▶ Excerpted records:
———

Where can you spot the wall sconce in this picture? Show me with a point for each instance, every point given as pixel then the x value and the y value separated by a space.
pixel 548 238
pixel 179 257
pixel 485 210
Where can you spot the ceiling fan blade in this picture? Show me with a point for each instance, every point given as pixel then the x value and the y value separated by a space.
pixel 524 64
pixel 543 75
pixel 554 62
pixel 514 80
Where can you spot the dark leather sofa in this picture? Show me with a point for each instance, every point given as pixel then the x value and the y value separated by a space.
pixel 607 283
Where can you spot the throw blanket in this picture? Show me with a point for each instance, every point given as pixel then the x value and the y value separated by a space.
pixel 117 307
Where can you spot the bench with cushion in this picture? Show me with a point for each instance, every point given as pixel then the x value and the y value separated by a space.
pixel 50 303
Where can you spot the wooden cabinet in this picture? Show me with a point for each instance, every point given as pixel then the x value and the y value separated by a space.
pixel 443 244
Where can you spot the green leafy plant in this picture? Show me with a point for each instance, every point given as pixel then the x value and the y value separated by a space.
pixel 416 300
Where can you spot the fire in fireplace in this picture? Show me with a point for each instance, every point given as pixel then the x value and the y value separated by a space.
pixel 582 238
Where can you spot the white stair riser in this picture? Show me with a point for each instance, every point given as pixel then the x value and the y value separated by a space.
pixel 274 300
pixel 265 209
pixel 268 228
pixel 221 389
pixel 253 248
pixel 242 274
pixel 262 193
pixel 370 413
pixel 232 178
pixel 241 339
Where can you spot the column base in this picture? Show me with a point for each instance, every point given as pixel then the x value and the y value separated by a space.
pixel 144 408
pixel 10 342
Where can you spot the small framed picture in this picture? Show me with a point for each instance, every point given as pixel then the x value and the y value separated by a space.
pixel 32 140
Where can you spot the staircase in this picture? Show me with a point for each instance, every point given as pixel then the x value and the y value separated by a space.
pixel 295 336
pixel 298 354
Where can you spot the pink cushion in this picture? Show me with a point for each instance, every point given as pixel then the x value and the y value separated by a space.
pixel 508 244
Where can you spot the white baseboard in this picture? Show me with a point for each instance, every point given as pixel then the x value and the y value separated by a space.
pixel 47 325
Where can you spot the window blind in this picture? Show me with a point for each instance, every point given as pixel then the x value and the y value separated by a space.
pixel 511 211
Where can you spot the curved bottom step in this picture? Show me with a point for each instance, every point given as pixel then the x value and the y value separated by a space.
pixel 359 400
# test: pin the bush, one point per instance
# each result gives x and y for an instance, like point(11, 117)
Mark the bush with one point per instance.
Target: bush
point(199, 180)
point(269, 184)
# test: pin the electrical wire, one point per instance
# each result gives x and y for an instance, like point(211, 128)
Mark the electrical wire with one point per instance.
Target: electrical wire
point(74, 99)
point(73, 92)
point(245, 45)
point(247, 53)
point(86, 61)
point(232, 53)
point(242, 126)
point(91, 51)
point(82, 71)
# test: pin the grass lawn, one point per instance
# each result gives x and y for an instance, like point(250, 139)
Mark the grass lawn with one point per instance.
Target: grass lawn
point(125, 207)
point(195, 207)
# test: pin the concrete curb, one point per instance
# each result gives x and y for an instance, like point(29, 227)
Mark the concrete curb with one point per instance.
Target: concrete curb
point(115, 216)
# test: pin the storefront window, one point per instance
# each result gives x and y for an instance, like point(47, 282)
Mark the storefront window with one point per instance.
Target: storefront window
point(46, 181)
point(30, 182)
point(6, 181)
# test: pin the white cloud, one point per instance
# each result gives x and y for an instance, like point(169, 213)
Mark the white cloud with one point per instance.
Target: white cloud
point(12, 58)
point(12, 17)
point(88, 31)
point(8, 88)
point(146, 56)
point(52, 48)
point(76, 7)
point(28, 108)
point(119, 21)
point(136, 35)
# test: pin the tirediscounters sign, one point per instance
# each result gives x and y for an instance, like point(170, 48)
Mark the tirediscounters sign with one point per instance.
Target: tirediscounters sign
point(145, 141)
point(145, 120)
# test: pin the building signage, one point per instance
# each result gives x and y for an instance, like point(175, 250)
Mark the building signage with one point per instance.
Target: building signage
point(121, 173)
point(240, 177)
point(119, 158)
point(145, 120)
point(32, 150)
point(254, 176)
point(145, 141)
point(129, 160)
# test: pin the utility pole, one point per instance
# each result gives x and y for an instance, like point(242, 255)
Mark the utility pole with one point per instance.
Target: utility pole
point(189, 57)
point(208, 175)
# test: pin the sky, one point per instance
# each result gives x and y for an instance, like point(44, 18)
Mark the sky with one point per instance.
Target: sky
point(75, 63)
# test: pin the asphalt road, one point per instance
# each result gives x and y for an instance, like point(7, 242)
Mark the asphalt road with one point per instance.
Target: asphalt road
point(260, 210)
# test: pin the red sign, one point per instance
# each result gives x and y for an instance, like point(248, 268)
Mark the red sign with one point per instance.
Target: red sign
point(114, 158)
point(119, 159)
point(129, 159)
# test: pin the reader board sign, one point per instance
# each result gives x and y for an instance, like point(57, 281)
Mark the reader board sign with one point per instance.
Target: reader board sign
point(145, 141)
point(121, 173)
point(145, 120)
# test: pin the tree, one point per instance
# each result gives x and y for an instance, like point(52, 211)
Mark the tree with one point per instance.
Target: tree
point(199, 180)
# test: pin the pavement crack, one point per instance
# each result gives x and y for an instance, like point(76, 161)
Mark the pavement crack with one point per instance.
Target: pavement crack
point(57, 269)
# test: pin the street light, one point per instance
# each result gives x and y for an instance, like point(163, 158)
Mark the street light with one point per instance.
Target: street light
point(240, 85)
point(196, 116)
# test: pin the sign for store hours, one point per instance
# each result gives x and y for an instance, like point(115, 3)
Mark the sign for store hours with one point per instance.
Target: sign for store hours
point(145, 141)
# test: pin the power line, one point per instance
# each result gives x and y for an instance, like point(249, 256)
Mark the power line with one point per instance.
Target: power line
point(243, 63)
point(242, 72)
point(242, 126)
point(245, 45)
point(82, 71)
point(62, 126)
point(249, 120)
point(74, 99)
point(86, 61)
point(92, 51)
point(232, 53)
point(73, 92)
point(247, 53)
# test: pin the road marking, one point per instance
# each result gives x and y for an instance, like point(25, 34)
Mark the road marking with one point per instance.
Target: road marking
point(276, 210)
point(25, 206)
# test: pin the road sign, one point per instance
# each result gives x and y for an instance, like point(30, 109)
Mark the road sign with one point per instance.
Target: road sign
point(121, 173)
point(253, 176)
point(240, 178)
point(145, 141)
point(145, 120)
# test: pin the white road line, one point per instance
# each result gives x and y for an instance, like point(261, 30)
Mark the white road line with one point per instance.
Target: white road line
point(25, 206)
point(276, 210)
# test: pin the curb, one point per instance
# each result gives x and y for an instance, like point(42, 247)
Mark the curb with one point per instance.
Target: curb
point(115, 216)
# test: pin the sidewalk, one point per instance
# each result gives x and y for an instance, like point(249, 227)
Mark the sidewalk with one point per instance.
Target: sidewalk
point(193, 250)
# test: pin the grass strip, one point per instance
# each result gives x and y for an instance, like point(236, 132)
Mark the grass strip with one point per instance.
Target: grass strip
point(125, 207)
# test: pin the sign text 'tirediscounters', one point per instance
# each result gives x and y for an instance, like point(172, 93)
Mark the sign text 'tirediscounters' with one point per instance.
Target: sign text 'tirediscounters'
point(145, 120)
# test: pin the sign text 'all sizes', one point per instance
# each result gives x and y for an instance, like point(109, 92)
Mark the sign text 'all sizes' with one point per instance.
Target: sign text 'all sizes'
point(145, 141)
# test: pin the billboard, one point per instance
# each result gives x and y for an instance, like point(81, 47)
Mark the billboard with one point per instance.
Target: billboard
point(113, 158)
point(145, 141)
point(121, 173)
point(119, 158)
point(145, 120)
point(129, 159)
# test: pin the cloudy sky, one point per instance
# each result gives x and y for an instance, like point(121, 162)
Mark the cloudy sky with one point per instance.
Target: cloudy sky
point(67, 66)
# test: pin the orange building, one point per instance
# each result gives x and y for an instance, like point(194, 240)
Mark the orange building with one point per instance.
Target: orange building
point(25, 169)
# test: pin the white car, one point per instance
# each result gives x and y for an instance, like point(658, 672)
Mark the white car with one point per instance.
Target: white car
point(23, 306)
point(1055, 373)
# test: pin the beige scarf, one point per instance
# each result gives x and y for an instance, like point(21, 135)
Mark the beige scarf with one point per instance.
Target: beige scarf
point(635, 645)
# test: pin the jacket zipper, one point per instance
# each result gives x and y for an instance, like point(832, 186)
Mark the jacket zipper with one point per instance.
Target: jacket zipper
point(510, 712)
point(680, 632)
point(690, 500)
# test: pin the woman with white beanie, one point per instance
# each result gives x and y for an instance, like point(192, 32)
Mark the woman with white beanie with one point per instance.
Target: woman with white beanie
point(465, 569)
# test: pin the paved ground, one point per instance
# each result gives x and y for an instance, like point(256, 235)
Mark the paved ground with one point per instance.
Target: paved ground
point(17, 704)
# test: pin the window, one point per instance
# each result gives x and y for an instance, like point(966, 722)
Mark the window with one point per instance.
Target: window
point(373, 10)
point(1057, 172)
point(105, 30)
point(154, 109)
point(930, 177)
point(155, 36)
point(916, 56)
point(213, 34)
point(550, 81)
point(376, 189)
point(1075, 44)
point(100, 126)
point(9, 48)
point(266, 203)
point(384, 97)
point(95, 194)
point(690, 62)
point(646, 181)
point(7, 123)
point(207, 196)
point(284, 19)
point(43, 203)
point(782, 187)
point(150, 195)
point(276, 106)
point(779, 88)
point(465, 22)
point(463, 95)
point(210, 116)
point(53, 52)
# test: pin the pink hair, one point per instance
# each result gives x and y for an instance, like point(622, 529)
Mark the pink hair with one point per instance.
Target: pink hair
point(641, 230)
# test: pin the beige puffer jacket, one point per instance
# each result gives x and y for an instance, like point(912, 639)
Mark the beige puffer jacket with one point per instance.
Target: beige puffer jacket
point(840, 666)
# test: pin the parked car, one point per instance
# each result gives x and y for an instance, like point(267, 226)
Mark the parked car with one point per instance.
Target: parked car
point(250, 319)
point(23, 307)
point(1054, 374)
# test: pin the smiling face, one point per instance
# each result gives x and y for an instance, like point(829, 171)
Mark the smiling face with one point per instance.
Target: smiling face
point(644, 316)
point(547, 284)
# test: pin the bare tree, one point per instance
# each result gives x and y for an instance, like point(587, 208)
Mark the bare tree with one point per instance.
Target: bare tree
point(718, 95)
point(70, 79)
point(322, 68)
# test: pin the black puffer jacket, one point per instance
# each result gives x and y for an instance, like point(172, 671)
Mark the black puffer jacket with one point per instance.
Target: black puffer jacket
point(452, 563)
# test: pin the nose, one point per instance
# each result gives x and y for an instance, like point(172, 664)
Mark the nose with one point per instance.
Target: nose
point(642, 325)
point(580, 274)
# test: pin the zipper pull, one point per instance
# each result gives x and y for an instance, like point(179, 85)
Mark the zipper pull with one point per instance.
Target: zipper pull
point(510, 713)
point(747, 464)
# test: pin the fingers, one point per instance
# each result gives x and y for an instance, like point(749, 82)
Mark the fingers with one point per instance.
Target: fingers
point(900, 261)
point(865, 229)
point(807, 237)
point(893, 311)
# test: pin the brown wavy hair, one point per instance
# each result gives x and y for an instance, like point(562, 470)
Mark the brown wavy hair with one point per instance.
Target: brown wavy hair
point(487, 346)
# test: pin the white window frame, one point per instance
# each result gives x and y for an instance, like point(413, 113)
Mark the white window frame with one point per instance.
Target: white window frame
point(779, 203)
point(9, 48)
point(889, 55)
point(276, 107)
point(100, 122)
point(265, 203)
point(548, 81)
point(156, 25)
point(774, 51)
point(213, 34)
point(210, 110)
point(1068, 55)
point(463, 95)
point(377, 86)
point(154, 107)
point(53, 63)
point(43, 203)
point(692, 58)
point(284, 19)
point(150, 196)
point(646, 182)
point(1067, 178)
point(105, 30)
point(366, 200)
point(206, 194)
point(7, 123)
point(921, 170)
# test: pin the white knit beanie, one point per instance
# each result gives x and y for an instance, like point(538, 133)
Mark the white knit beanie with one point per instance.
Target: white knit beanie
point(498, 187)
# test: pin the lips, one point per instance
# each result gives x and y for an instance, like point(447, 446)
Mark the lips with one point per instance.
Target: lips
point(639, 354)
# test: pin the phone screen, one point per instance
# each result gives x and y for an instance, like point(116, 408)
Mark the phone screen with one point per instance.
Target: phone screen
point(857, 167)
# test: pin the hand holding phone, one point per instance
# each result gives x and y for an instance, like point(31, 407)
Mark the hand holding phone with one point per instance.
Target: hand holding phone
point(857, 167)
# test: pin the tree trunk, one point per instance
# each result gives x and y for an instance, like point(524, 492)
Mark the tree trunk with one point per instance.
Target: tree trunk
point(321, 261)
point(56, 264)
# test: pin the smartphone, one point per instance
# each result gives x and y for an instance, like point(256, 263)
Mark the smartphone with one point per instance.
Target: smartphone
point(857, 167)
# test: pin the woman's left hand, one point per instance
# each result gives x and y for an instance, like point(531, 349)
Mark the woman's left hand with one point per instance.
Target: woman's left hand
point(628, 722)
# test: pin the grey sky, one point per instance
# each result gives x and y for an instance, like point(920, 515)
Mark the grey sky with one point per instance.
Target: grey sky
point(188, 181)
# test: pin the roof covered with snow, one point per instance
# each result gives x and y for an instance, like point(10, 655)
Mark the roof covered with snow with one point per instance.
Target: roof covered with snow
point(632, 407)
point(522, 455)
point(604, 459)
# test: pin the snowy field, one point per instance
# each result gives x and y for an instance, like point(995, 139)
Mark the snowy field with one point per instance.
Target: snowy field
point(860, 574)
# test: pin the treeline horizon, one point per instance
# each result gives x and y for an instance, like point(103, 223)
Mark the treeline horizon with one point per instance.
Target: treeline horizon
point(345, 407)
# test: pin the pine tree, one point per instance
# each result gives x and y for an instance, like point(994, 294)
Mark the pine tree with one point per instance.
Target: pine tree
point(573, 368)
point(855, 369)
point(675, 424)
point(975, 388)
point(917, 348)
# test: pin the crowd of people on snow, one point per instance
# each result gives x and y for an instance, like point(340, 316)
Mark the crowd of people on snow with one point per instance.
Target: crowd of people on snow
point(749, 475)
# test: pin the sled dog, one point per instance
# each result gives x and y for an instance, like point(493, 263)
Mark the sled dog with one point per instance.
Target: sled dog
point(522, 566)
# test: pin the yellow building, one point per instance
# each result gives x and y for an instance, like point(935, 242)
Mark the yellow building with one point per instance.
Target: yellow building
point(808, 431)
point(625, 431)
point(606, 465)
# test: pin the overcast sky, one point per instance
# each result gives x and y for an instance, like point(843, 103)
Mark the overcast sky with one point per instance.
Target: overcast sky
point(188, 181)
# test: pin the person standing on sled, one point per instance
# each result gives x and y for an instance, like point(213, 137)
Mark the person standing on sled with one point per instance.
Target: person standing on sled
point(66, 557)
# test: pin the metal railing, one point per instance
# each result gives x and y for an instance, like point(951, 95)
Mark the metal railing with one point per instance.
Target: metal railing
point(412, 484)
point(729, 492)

———

A verbatim transcription is needed of the lines above, starting at the line with "like point(76, 161)" and ending at the line with "# test: pin the sign for", both included, and of nothing else.

▶ Answer box:
# each result gives x and y for an instance, like point(76, 161)
Mark the pavement crack with one point per instance.
Target: pavement crack
point(57, 269)
# test: pin the street light, one point per instance
# each result gives x and y for an instance, like point(163, 158)
Mark the street light with one point per instance.
Target: street light
point(240, 85)
point(196, 116)
# test: pin the sign for store hours, one point per instance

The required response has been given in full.